Things to consider before you embrace indie publishing.

by
Sarah Hoyt

Bio

November 2, 2013 - 2:00 pm
Investigate any small or micro publishers very carefully.  You'll be entrusting them with your work.

Investigate any small or micro publishers very carefully. You’ll be entrusting them with your work.

So, if you’re going indie, make sure you have references, you know the publisher’s history and you have an intellectual property (IP) lawyer look over the contract.  Also, if any indie publisher asks you money up front, pays less than 50% of gross receipts, or will deduct unidentified “expenses” from your earnings, run.  Fast.  Also, make sure that contract has an expiration date because small presses crash more often than traditional ones.

Next – should you go in with some friends?  Sure.  Do you have a group of friends you want to go in with?  Do they write?  Do they just intend to write in the distant future?  What will your friends do for you?  How will proceeds be divided?  How do you make sure the work is divided equally?  Who draws the contracts?

========

- PARTS OF THE EXERCISE
A – From the indie publishing passage, print the part that opens with the words containing "Things to consider" and closes with "You'll be entrusting them with your work.".
B – According to the indie publishing passage, why should a contract with a small press have an expiration date?

[Object location annotation data]
========

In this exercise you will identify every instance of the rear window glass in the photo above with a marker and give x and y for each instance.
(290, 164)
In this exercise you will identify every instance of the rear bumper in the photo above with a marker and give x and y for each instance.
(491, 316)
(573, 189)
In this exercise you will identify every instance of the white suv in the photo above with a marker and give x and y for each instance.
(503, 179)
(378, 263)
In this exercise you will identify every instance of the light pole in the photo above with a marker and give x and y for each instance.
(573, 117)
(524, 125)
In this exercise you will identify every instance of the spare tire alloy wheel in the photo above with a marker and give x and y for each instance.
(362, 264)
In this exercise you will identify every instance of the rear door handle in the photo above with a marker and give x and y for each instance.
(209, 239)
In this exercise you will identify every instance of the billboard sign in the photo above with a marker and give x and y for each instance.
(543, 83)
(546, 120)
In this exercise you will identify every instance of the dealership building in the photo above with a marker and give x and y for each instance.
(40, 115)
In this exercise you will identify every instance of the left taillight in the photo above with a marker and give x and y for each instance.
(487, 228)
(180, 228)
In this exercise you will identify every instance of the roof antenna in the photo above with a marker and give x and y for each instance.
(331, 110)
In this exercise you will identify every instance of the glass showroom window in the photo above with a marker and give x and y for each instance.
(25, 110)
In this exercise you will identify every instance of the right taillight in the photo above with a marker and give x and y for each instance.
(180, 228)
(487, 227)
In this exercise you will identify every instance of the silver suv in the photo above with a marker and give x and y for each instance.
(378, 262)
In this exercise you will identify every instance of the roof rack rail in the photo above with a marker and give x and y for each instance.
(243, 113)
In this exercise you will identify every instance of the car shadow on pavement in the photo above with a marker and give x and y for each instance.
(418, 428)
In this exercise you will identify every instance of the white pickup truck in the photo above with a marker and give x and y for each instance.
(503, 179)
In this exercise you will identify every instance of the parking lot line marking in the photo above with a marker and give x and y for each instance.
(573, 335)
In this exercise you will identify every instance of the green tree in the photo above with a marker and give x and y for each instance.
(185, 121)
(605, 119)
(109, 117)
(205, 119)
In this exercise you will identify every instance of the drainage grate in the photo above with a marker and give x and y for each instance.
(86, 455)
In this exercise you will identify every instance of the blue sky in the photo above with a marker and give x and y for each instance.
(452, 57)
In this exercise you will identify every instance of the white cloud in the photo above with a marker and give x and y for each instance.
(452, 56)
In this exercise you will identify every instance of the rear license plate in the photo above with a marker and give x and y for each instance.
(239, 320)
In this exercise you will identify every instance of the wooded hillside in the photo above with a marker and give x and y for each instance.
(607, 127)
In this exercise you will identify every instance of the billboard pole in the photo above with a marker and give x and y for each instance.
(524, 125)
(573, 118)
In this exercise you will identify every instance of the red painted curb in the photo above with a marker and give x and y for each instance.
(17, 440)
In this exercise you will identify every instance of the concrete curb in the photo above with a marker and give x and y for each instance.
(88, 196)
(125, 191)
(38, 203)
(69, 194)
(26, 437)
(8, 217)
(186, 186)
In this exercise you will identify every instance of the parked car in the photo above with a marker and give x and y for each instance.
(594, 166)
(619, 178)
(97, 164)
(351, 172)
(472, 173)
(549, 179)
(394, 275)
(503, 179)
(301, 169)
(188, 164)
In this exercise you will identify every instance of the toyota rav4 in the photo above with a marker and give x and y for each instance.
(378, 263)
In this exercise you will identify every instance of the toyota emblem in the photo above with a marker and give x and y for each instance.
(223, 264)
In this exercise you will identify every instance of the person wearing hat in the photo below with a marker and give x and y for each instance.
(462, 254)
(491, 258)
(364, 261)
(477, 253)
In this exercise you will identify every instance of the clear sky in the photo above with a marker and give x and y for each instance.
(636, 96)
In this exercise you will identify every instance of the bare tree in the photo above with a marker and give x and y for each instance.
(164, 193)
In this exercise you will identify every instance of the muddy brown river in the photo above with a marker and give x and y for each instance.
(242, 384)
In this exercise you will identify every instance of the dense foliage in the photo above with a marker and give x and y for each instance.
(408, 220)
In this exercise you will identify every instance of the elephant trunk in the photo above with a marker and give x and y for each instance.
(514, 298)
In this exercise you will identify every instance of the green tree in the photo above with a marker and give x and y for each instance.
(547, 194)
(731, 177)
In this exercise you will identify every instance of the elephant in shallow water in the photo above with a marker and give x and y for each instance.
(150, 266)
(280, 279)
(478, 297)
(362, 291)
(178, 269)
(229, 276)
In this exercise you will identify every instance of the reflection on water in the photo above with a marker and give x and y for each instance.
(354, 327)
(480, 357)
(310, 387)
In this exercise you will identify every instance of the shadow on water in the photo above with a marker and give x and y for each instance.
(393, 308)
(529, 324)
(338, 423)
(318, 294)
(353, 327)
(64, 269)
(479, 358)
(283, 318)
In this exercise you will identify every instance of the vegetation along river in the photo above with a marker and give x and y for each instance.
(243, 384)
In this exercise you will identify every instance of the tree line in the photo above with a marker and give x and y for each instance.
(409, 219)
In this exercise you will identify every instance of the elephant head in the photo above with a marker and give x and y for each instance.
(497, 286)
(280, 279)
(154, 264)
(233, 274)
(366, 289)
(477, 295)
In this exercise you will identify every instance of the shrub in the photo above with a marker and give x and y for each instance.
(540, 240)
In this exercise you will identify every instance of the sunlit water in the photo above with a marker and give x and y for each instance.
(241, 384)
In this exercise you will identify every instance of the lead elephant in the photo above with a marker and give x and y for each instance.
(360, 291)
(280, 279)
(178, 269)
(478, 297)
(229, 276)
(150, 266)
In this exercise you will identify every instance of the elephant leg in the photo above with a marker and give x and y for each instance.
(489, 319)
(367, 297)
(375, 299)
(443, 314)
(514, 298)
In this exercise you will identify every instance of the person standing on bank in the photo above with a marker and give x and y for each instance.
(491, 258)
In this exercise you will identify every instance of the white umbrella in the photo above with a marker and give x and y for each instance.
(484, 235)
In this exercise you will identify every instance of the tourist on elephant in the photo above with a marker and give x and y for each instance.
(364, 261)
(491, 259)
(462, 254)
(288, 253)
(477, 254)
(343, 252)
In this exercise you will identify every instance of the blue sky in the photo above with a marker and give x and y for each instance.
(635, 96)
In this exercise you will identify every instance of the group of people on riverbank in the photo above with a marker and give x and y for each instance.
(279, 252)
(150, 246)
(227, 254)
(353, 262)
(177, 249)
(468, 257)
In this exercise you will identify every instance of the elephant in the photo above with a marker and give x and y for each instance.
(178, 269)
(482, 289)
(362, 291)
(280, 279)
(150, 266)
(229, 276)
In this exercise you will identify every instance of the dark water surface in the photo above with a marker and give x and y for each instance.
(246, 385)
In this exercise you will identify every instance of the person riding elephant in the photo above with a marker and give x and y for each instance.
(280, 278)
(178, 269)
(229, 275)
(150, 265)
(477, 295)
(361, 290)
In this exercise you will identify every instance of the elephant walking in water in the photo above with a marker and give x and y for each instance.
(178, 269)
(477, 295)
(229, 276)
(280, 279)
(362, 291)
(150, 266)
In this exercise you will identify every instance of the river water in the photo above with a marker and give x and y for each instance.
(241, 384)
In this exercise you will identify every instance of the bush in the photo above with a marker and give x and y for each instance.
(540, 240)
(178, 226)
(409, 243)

========

- ANSWERS FOR THE EXERCISE
A –
Things to consider before you embrace indie publishing.

by
Sarah Hoyt

Bio

November 2, 2013 - 2:00 pm
Investigate any small or micro publishers very carefully.  You'll be entrusting them with your work.

B – Because small presses crash more often than traditional ones.